How often and how much to water your plants depends on the age of your plants, the type of plants you’re growing, and the conditions inside your home.

Newly planted seeds and plants that have just sprouted will need watered pretty much daily to make sure the soil stays moist. Once the seedlings begin to grow, you can slowly extend the time between waterings and water when the top few inches of the soil feel dry.

If your home is typically warm, low in humidity, and your plants are in a sunny spot, you’ll need to water them more frequently. On the other hand, plants that are in homes with cooler temperatures, higher humidity levels, and in shadier spots won’t need quite as much water.

How do you know when it’s time to water? You can either use a soil moisture meter or you can use your finger. If you stick a finger in the soil and it comes out with dirt on it, your plants don’t need any water. However, if your finger comes out clean, it’s time to water your plants.

Related: The Important Reasons Why You Should Use a Garden Hose Water Filter

8. Fertilize Your Indoor Garden

Since your indoor garden is growing in pots, it won’t be getting the necessary nutrients that outdoor gardens can sometimes naturally get. This means you’ll have to occasionally fertilize your plants.

If you used potting soil that had fertilizer already mixed in, or you added some when you first planted your seeds, check the packaging to see how long it will last. Then you’ll know when to add your first dose. You can also watch your plants for signs of nutrient deficiencies, such as stunted growth or pale leaves.

I recommend going with an organic fertilizer designed for edible fruit and vegetable plants. If you’re using a powder fertilizer, simply mix the necessary amount in the watering can and water your plants as usual.

On the other hand, if you decide to use a granule fertilizer, make several 2-inch deep holes about 1 to 3 inches apart around the pot. Then sprinkle the fertilizer right into the holes, cover with soil, and water.

- Data excerpts -
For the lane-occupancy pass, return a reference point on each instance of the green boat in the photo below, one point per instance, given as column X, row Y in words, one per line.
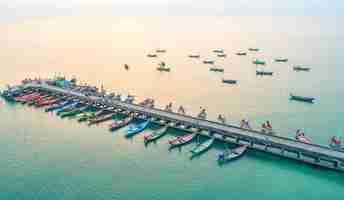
column 202, row 147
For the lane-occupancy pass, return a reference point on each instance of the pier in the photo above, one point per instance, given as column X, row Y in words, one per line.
column 313, row 154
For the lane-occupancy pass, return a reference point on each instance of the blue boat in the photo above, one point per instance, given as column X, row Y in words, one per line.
column 134, row 129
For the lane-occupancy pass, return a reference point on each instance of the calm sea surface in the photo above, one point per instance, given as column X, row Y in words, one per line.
column 45, row 157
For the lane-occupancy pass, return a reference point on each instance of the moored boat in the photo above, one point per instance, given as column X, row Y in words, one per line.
column 229, row 81
column 231, row 154
column 264, row 73
column 137, row 128
column 302, row 98
column 202, row 147
column 181, row 140
column 120, row 123
column 216, row 69
column 156, row 134
column 300, row 68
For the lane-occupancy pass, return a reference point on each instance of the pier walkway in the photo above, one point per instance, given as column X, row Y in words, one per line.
column 310, row 153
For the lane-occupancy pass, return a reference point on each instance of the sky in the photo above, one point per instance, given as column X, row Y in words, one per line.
column 10, row 9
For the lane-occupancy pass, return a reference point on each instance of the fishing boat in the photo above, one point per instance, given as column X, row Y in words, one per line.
column 253, row 49
column 101, row 119
column 258, row 62
column 194, row 56
column 218, row 51
column 163, row 67
column 208, row 62
column 181, row 140
column 301, row 98
column 281, row 59
column 231, row 154
column 160, row 51
column 241, row 53
column 264, row 73
column 202, row 147
column 150, row 55
column 156, row 134
column 134, row 129
column 300, row 68
column 120, row 123
column 229, row 81
column 303, row 138
column 216, row 69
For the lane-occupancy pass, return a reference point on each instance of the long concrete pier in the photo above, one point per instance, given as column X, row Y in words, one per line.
column 313, row 154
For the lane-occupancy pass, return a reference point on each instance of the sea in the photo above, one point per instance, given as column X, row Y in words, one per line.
column 46, row 157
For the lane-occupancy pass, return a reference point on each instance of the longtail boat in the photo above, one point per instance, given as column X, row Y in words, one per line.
column 202, row 147
column 120, row 123
column 156, row 134
column 231, row 154
column 137, row 128
column 301, row 98
column 181, row 140
column 100, row 119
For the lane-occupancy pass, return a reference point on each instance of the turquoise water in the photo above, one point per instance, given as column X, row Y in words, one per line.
column 45, row 157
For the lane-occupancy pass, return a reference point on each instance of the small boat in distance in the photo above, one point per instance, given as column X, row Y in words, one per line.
column 194, row 56
column 160, row 51
column 216, row 69
column 253, row 49
column 229, row 81
column 300, row 68
column 231, row 154
column 241, row 53
column 258, row 62
column 281, row 59
column 202, row 147
column 134, row 129
column 120, row 123
column 209, row 62
column 163, row 67
column 156, row 134
column 181, row 140
column 219, row 51
column 151, row 55
column 222, row 55
column 301, row 98
column 263, row 73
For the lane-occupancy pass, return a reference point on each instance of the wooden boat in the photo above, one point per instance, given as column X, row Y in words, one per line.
column 134, row 129
column 301, row 98
column 300, row 68
column 303, row 138
column 258, row 62
column 160, row 51
column 156, row 134
column 202, row 147
column 253, row 49
column 241, row 53
column 194, row 56
column 162, row 67
column 231, row 154
column 264, row 73
column 229, row 81
column 218, row 51
column 100, row 119
column 222, row 55
column 150, row 55
column 208, row 62
column 216, row 69
column 120, row 123
column 181, row 140
column 281, row 59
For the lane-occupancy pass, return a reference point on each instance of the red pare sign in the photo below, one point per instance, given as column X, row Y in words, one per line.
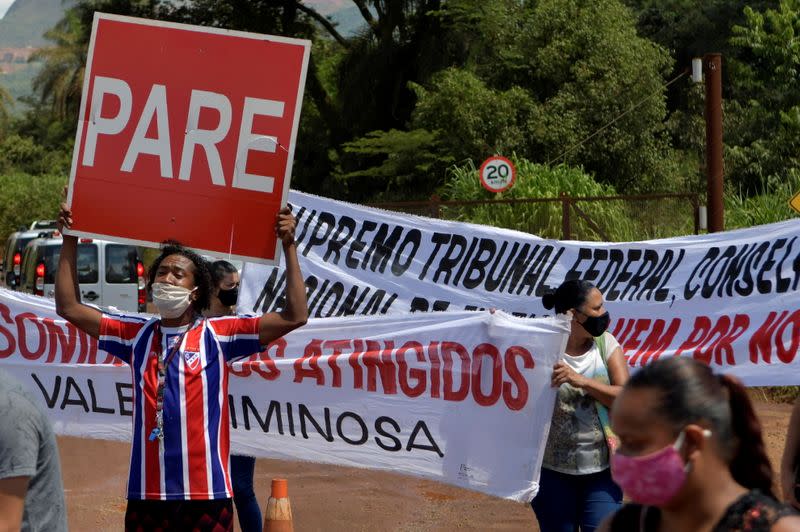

- What you should do -
Continue the indoor gardening guide from its last sentence, picking up after the instructions on granule fertilizer.

- Output of the exercise -
9. Make Sure Your Plants Get Enough Sun

Different plants have different sunlight requirements. If the type of plant you’re growing requires full sun, it needs about 6 hours of direct sunlight per day.

It might be hard to get that amount of light in houses that get a lot of shade and indoor gardens grown in winter. If so, you might need to install some full spectrum grow lights so your plants get enough sun.

Related: 15 Vegetables Plants You Can Grow in Winter

If your plants require moderate sunlight, they should get 4 hours of direct light a day. Plants that need indirect sunlight should always be kept a few feet away from a window so they don’t get too much sun.

10. Don’t Give Up

When you start your indoor garden, don’t get discouraged if your lettuce looks droopy or your tomato plant doesn’t produce any fruit. Gardening takes practice whether you’re doing it inside or outside.

Everyone who gardens has plants that die. It’s just a part of the learning process.

The important thing is that you don’t give up. If something doesn’t work, make an attempt to figure out what went wrong and try again.

Related: 10 Air-Purifying Houseplants Even You Can Keep Alive!

A Guide to Indoor Gardening for Beginners

Thanks to this guide on indoor gardening for beginners, you know the best plants for an indoor garden and how to start an indoor garden. Now it’s time to get growing and enjoy all those fresh fruits and vegetables throughout the year!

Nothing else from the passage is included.